#### Exercise instructions
Please rewrite the lines in the items below, from the line with "Pass-network tagging: label the player's ear" to the line with "[(170, 269)]", both included, as a JSON list of strings with one string per line and blank lines left out.
----
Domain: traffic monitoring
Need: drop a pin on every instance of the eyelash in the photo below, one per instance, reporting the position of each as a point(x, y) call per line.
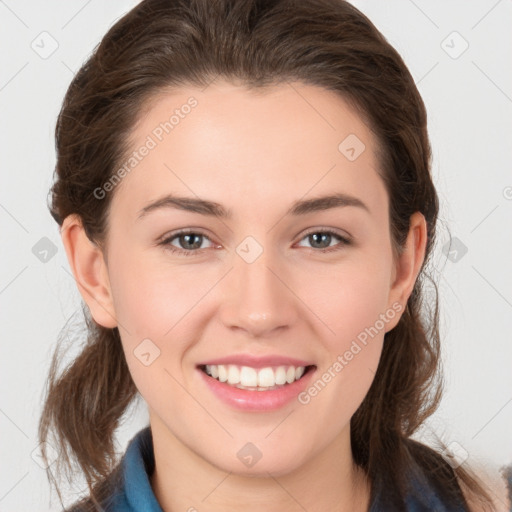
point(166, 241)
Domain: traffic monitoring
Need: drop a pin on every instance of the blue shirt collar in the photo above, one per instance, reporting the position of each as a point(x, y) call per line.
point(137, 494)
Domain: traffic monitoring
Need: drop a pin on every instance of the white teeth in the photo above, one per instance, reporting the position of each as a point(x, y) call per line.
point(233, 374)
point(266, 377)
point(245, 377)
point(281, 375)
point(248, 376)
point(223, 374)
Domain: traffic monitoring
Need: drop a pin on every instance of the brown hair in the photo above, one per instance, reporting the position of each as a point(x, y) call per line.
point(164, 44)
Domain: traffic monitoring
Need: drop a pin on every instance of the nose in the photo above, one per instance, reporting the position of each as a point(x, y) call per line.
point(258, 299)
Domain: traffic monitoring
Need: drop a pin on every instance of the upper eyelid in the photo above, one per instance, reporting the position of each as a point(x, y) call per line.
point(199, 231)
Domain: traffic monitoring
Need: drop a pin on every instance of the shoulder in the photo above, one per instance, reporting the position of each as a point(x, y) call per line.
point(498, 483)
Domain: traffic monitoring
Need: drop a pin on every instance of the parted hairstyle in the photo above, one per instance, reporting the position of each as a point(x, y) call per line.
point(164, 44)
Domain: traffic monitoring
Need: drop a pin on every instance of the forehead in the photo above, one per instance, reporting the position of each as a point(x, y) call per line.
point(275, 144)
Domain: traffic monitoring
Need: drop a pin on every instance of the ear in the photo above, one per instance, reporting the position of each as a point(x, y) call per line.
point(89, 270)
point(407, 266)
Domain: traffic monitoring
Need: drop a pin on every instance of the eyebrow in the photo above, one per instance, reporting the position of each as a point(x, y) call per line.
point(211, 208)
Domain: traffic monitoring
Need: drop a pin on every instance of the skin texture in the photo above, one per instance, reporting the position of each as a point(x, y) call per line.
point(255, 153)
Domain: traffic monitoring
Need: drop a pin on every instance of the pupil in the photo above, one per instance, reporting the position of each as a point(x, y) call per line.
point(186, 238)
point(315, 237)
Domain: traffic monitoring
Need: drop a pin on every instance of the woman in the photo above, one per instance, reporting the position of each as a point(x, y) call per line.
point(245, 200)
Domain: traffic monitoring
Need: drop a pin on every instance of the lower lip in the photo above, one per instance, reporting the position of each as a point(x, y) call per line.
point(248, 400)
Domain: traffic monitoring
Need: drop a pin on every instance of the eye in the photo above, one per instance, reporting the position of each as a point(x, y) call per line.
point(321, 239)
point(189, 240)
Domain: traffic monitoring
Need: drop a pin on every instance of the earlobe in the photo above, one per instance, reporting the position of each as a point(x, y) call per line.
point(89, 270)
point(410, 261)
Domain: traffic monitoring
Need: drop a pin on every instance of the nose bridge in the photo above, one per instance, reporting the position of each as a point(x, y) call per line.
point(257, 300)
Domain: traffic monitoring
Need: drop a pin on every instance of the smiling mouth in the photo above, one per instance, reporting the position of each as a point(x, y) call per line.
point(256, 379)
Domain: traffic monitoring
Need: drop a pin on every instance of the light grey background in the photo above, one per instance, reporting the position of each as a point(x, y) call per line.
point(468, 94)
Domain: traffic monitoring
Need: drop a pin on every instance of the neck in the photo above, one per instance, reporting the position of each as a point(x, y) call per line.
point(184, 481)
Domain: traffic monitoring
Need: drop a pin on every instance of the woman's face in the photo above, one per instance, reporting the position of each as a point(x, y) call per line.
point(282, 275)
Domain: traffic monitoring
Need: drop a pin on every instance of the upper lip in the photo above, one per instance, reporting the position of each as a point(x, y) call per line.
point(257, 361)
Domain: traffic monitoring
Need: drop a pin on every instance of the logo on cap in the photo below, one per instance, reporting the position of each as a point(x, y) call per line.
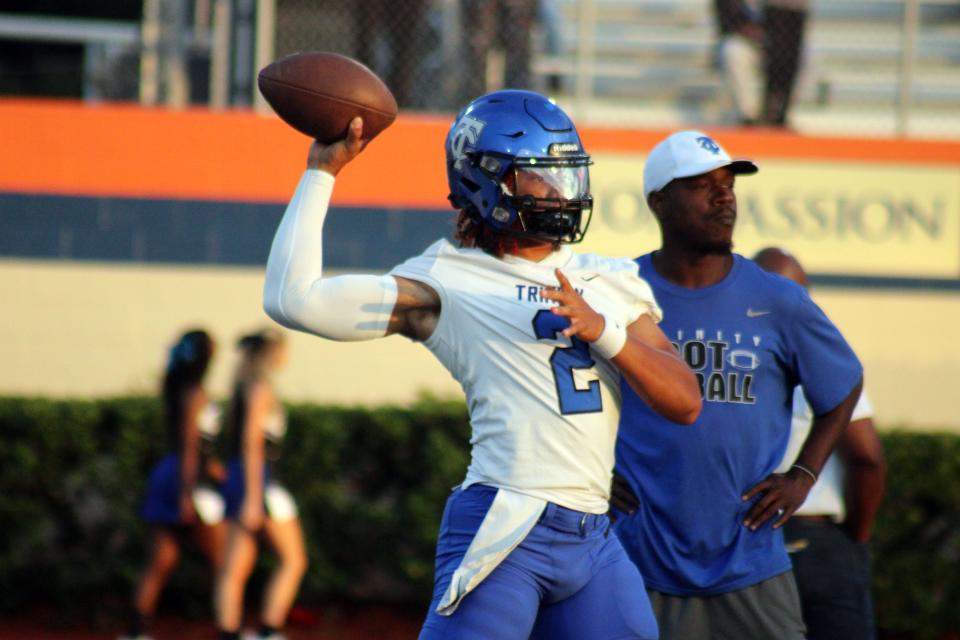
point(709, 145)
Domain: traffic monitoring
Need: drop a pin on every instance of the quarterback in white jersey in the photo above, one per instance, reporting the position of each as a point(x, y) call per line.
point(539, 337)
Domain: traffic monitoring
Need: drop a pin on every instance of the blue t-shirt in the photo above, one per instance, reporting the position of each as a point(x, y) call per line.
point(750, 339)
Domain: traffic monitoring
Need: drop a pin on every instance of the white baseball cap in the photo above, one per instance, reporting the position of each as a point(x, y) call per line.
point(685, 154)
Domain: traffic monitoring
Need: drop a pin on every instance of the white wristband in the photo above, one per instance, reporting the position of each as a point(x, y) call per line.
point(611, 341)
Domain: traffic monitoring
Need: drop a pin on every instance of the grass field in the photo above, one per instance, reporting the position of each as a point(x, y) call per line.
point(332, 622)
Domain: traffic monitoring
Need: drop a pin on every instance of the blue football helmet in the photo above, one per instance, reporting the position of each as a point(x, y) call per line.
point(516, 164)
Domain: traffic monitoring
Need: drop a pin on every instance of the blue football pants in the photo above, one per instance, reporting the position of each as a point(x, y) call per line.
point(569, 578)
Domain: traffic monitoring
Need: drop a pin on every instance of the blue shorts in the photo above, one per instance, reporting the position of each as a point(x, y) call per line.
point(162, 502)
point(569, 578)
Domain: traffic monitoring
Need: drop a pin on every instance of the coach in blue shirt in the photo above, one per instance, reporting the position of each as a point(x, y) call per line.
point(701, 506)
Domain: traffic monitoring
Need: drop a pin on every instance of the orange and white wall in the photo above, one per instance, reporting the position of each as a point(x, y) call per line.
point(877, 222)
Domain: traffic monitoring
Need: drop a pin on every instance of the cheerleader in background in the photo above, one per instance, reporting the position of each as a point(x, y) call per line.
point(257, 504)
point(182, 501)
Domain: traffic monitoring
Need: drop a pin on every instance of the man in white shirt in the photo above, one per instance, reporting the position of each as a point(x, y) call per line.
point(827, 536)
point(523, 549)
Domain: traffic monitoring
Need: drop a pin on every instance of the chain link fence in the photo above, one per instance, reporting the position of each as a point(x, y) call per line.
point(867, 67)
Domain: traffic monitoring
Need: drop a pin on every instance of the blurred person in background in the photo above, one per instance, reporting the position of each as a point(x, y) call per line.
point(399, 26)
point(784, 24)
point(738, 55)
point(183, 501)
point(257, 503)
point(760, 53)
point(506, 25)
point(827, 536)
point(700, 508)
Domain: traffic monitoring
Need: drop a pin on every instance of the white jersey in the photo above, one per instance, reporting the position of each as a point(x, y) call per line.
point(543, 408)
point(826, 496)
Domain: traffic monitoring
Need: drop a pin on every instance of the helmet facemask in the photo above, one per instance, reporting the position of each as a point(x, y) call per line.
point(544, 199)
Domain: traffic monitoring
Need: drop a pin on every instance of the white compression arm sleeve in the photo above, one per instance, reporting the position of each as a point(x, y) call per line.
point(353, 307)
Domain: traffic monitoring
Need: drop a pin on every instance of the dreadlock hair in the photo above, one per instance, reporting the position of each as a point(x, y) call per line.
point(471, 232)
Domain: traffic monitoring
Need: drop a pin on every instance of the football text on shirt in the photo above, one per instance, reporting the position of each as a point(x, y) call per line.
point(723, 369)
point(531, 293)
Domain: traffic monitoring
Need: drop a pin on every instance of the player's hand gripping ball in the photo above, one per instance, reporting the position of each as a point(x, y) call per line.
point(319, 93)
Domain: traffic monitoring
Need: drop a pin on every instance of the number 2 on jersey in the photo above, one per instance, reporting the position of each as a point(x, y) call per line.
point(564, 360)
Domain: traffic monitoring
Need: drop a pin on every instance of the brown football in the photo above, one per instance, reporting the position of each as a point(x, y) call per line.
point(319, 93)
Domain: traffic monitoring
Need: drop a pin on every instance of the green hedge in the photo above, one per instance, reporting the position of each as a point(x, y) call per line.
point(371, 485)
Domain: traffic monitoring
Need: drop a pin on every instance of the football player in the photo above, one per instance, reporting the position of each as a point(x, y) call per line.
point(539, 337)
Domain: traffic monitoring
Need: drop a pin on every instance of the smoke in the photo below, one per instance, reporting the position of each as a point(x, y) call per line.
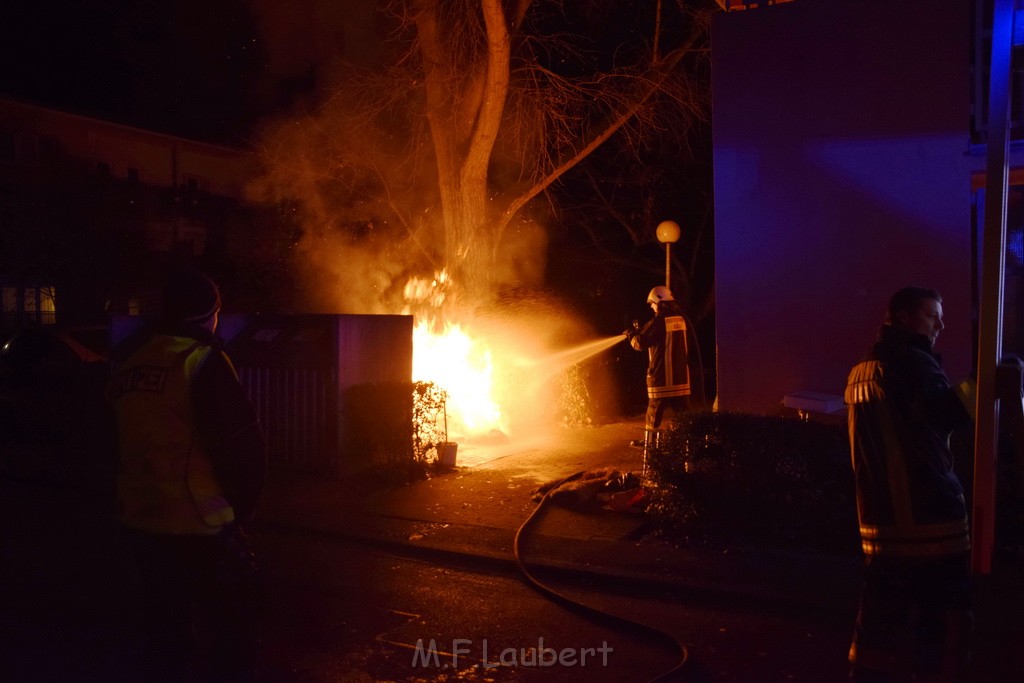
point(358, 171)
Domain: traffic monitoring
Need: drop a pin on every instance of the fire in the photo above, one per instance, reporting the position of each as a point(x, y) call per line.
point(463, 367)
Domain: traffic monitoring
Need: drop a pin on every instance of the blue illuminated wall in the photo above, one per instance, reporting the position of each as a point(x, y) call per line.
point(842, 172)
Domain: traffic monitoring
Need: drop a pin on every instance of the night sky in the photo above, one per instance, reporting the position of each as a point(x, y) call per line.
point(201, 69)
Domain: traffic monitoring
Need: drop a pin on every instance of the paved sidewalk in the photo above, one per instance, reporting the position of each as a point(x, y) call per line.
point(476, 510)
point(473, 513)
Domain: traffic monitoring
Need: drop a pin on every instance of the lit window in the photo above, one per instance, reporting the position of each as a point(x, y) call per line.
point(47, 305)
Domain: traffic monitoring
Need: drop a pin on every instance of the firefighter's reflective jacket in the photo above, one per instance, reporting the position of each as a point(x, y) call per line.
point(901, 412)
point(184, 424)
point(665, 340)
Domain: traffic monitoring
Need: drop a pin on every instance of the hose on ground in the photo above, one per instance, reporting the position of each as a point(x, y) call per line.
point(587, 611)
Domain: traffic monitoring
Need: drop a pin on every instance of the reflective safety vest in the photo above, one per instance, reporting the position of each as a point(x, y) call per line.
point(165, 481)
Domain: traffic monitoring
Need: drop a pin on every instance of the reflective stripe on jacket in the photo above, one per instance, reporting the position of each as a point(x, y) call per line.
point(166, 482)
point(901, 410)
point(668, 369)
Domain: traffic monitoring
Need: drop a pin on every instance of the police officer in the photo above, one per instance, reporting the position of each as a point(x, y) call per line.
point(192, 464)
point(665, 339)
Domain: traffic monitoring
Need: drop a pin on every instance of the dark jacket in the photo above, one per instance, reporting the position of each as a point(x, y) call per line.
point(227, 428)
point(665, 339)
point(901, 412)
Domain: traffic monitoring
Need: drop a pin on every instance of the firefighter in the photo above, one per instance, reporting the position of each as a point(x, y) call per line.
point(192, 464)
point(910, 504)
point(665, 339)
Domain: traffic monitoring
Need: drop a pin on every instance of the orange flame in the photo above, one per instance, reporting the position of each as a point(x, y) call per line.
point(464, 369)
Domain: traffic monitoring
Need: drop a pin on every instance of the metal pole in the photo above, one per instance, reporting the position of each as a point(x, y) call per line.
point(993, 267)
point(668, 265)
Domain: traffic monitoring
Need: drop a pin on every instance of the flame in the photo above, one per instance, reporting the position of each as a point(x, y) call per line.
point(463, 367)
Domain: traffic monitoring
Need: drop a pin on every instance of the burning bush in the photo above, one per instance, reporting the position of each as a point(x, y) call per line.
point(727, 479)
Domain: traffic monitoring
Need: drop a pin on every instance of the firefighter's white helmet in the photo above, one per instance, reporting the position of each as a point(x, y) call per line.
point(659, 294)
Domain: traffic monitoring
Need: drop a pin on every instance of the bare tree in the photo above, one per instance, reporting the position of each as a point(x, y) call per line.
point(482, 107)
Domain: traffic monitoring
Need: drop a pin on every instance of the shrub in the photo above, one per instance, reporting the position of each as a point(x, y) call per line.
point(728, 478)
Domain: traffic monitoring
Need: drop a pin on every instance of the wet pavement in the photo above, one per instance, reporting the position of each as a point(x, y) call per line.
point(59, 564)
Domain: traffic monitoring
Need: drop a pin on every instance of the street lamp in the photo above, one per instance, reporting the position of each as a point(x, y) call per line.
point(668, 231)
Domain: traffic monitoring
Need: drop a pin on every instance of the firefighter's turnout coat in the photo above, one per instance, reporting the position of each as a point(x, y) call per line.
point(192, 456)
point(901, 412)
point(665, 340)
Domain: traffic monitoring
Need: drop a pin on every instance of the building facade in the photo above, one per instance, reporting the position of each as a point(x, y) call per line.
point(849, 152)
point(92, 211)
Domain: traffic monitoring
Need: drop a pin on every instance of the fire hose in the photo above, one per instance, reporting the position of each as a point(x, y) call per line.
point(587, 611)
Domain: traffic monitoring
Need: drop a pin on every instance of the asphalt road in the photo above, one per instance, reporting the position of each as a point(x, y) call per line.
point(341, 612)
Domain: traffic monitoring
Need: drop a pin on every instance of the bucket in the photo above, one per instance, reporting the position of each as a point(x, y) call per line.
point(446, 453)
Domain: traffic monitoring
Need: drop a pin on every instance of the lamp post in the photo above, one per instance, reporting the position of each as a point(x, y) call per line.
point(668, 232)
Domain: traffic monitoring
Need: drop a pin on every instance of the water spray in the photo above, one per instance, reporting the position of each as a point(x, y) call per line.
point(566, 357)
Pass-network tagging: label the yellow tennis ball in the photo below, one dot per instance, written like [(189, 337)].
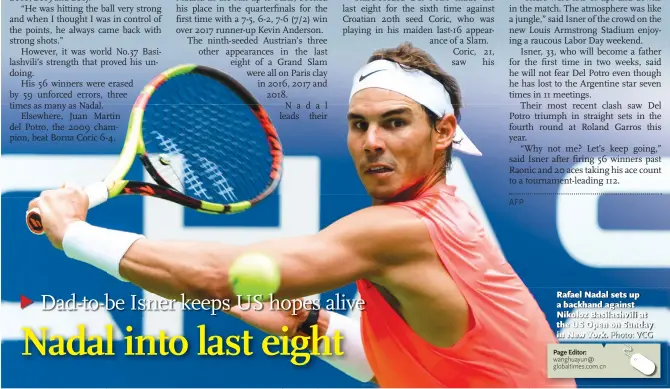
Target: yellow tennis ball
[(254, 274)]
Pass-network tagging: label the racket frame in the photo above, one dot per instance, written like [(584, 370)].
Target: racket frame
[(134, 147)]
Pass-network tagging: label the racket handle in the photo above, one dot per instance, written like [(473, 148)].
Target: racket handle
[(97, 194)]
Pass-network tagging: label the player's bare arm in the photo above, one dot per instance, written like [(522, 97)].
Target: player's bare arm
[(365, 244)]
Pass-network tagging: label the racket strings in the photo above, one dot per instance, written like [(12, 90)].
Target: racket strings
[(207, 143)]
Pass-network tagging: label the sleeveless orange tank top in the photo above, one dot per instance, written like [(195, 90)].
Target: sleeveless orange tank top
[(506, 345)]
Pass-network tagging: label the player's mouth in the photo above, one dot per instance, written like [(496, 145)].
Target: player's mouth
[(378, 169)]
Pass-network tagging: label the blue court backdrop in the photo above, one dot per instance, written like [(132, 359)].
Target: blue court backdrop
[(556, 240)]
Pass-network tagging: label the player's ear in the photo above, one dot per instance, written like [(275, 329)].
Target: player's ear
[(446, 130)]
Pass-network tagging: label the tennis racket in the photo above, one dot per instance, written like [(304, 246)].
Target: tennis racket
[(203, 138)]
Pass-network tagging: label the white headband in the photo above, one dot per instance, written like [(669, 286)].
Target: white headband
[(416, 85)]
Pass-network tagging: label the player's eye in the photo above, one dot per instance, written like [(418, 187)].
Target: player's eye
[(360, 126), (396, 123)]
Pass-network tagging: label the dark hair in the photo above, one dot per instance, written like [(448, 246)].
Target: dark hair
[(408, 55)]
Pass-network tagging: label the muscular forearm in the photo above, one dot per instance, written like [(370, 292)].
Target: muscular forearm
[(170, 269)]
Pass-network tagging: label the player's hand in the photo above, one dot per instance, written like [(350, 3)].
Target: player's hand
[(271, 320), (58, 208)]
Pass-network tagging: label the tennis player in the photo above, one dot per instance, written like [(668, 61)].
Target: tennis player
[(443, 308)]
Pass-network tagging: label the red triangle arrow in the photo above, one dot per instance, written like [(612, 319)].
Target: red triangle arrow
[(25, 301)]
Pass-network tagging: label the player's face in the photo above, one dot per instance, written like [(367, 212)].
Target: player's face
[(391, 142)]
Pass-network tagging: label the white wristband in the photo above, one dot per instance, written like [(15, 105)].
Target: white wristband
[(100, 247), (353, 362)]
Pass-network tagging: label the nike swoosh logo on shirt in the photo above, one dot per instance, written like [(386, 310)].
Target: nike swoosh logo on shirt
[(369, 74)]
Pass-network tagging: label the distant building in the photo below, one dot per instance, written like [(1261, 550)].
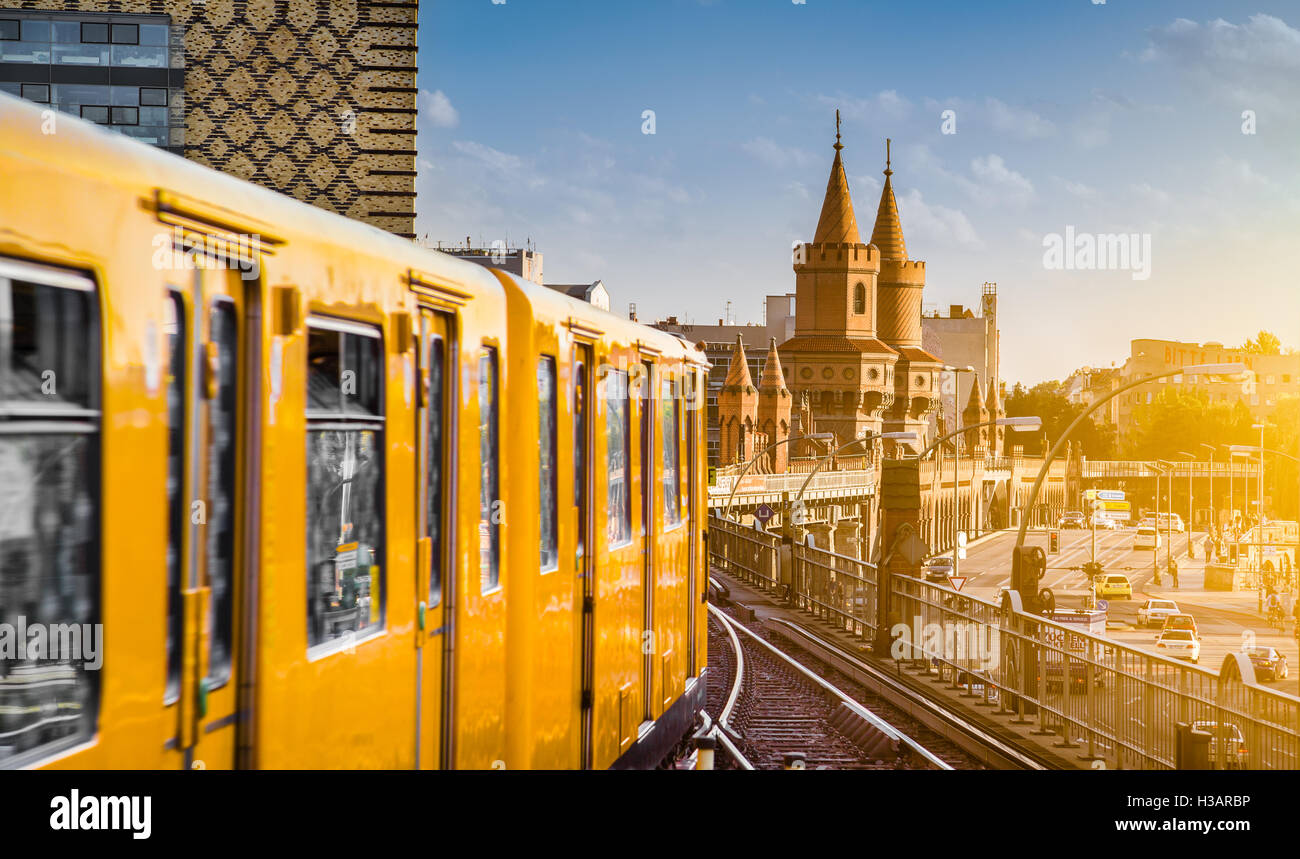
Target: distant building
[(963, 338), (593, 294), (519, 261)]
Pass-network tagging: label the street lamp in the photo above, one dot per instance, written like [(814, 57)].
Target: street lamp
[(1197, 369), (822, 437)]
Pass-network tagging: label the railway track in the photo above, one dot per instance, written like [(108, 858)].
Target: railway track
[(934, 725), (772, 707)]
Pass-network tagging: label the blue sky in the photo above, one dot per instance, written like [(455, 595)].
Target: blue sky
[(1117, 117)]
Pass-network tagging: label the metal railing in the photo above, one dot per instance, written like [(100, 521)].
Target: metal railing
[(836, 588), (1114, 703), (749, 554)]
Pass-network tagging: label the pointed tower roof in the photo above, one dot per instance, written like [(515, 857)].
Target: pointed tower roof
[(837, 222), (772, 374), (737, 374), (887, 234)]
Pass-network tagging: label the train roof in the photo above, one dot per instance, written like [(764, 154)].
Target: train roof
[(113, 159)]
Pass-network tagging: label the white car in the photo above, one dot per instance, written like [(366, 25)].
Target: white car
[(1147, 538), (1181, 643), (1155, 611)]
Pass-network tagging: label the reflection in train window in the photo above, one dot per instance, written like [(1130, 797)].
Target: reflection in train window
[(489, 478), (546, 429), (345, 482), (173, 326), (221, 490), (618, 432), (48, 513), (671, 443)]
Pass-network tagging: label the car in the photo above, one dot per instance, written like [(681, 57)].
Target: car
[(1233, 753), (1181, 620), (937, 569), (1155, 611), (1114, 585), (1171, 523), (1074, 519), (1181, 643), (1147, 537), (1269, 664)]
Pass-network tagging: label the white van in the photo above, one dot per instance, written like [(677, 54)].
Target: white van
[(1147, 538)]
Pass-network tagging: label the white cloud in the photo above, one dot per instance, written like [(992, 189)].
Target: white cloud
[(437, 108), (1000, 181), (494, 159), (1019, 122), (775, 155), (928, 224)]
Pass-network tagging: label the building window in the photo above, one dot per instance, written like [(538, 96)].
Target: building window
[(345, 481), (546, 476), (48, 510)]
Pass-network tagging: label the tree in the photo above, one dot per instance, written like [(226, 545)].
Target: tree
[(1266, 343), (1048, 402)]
----
#### Final result
[
  "Pass-network tagging: label the player's ear in the photo above, one dot per instance, written like [(275, 329)].",
  "Target: player's ear",
  "[(446, 130)]",
  "Pass-network tagging: label the tennis racket in the photo above, one dot per instance, written like [(304, 246)].",
  "Target: tennis racket",
  "[(203, 138)]",
  "Pass-network tagging: label the white headband in the photo above, one dot per instance, written like [(669, 286)].",
  "Target: white headband",
  "[(416, 85)]",
  "Pass-network tagging: label the player's eye in the photo above, one dot per instance, written like [(418, 187)].",
  "Target: player's eye",
  "[(360, 126), (396, 123)]",
  "Pass-network tagging: label the dark hair in the photo above, one dot per instance, written like [(448, 246)].",
  "Target: dark hair",
  "[(408, 55)]",
  "Pass-network tagging: label the muscular forearm in the photo above, one dot per instance, written like [(370, 292)].",
  "Target: muscular forearm",
  "[(170, 269)]"
]